BRIEF: Print every entry exactly once more, omitting each picture.

DATA SECTION:
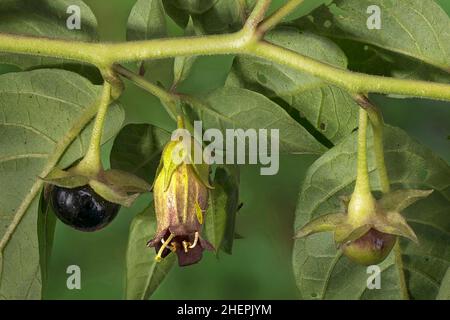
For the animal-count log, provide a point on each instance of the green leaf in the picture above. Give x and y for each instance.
(401, 199)
(45, 18)
(193, 6)
(331, 110)
(46, 230)
(234, 108)
(415, 28)
(65, 179)
(224, 17)
(38, 108)
(327, 222)
(323, 272)
(444, 291)
(137, 150)
(144, 274)
(147, 20)
(179, 16)
(222, 208)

WRITTEN RESPONSE:
For the animal-count log, provide a point on each instance of the green leaf in the picture above. Give x and y for each instance.
(401, 199)
(45, 18)
(193, 6)
(331, 110)
(46, 230)
(234, 108)
(415, 28)
(65, 179)
(224, 17)
(38, 108)
(327, 222)
(323, 272)
(444, 291)
(137, 150)
(144, 274)
(147, 20)
(179, 16)
(222, 208)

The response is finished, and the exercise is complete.